• Assignment
Would you repeat all of the records underneath, exactly as written?

[Dataset excerpts]

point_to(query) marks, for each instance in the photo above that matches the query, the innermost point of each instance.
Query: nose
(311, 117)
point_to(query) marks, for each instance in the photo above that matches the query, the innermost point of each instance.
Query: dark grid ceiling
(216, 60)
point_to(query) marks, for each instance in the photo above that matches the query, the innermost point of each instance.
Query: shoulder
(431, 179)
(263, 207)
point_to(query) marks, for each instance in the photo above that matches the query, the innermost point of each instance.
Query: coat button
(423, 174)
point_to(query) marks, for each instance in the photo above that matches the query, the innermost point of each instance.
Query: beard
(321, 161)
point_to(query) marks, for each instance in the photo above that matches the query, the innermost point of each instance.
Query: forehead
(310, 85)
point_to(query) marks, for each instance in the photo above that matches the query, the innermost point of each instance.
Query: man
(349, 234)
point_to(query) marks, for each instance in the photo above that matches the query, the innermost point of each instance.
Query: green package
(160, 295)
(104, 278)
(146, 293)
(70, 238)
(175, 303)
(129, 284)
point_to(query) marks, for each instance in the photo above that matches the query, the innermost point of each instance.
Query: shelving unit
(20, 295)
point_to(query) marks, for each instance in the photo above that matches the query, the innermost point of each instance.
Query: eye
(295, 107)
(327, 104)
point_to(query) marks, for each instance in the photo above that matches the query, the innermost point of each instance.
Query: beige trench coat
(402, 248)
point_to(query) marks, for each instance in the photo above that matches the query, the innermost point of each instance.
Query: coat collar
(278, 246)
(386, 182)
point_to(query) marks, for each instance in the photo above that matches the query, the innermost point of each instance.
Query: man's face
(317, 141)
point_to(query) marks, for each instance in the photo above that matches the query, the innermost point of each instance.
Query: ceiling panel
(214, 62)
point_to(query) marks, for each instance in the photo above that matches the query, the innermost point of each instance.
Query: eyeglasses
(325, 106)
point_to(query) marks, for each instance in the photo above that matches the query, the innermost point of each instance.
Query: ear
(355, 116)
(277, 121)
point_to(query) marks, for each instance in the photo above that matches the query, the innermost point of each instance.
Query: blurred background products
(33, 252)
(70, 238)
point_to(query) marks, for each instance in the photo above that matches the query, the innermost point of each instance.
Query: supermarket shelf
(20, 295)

• Response to the exercise
point_to(query) marks, for each instance in the photo above that matches the query, the innermost point of each instance.
Query: nose
(311, 117)
point_to(query) marks, for each instance in the photo above that matches the query, the innermost point of each instance.
Query: dark grid ceiling
(216, 60)
point_to(query) marks, for each instance in the photo above that matches the query, the innermost point of each instance.
Query: shoulder
(431, 179)
(263, 207)
point_to(query) marks, for each instance in the photo above that matches the query, the innermost point of each instance.
Query: coat button
(423, 174)
point_to(query) marks, for each instance in the photo above that matches the query, the innermost point of each instance.
Query: beard
(321, 161)
point_to(query) marks, for each instance in the photo above that matches the query, the innermost point of each instance.
Query: forehead
(310, 85)
point_to(query) marks, for each instance in the photo above that matches the query, the innermost point of each instance.
Query: man
(349, 234)
point_to(query) marks, for each instance in the photo above that matches the query, the innermost point of each instance.
Query: green package
(160, 295)
(104, 278)
(146, 293)
(70, 238)
(175, 303)
(129, 284)
point_to(query) marks, for each instance in the photo above that matches the query, the innermost point of each instance.
Query: shelving unit
(20, 295)
point_to(query) marks, for each instance in the photo above that matches the query, the innermost point of each instance.
Query: eye
(295, 107)
(327, 104)
point_to(query) marks, for each instance in the photo above that matches the query, the innermost point of each instance.
Query: beige trench coat
(402, 248)
point_to(query) marks, for each instance in the photo above that matches the query, the innermost point of each instance.
Query: coat collar
(278, 246)
(386, 182)
point_to(query) marks, for each instance in the photo above that matches the query, the innermost point of each instance.
Query: man's face
(317, 141)
point_to(query) marks, for each instance in the photo above that matches the query, the innermost point of each instance.
Query: ceiling panel
(214, 62)
point_to(query) marks, for each instance in the photo above that matches the query, the innermost point of each instance.
Query: eyeglasses
(325, 106)
point_to(query) marks, for each instance in the photo above that matches the query, the innermost point of each instance.
Query: ear
(355, 116)
(277, 121)
point_to(query) marks, for each instance in the photo above that matches the query, the innermost point of each instance.
Query: blurred background products
(33, 252)
(70, 238)
point_to(query) marks, for each instance in the photo above that matches the query, the innermost point of each instance.
Query: supermarket shelf
(20, 295)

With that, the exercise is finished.